■ Passage given

+---+

The premiss of Metacademy is that a user will search for and click on a concept of interest. Metacademy then produces a “learning plan” which includes the prerequisite concepts which were identified in the web of knowledge previously created by the domain experts. This component of identifying for the student the list of prerequisite concepts is what sets Metacademy apart from other learning sites or course catalogs.

As posted at Metacademy:
… But try learning something of conceptual depth by sifting through Google search results … and you’re in for a lot of agony. Before you learn this concept, you need to learn its prerequisite concepts (sometimes you’re not entirely sure what these are), and the prerequisite concepts may have prerequisites themselves. Pretty soon, you’re deep in dependency hell, switching between twenty different tabs trying to understand the various [pre]prerequisite concepts in order to understand the tutorial article Google returned …

Metacademy’s learning experience revolves around two central components:

  • a “learning plan” in a tabular ‘list view’
    Metacademy Logistic Regression List View
  • a “graph view” of the learning plan which is meant to help explore relationships among concepts
    Metacademy Logistic Regression Graph View

Clicking on the check-mark next to the title of a concept in either the graph or list view marks that [prerequisite] concept as being understood. To not show those concepts which have been marked as being understood, click the “hide” button in the upper right. Note that Metacademy will remember the concepts marked as understood and hidden and will automatically re-apply these selections at future visits.

As Metacademy is a work in progress and limited in scope, please keep an open mind when visiting, but I think that you will find it an interesting, unique and valuable resource, particularly if you are, as I am, actively exploring the world of machine learning.

+---+

■ Recorded information
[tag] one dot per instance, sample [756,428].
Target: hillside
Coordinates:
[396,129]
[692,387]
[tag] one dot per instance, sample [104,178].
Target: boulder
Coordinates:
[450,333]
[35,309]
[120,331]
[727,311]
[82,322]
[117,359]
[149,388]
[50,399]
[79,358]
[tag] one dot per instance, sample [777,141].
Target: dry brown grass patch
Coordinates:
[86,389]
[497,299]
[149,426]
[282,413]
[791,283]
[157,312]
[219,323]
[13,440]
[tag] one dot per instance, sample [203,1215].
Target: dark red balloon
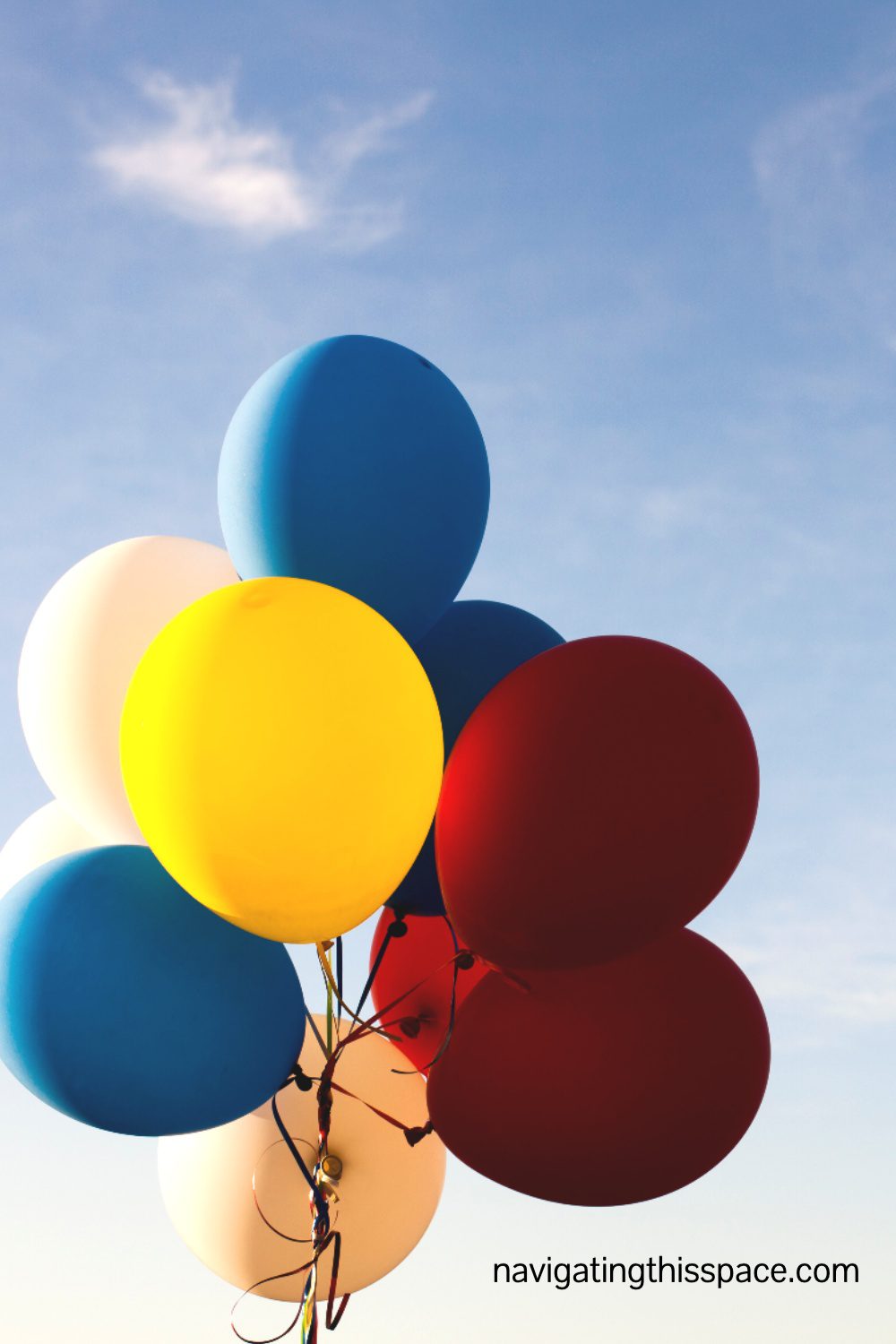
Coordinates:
[422,1019]
[606,1085]
[599,797]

+---+

■ Tasks to carry out
1. Please give again the Metacademy passage from "Clicking on the" to "of machine learning.", word for word.
2. In the Metacademy passage, what feature sets Metacademy apart from other learning sites or course catalogs?

■ Expected responses
1.
Clicking on the check-mark next to the title of a concept in either the graph or list view marks that [prerequisite] concept as being understood. To not show those concepts which have been marked as being understood, click the “hide” button in the upper right. Note that Metacademy will remember the concepts marked as understood and hidden and will automatically re-apply these selections at future visits.

As Metacademy is a work in progress and limited in scope, please keep an open mind when visiting, but I think that you will find it an interesting, unique and valuable resource, particularly if you are, as I am, actively exploring the world of machine learning.

2. It identifies for the student the list of prerequisite concepts.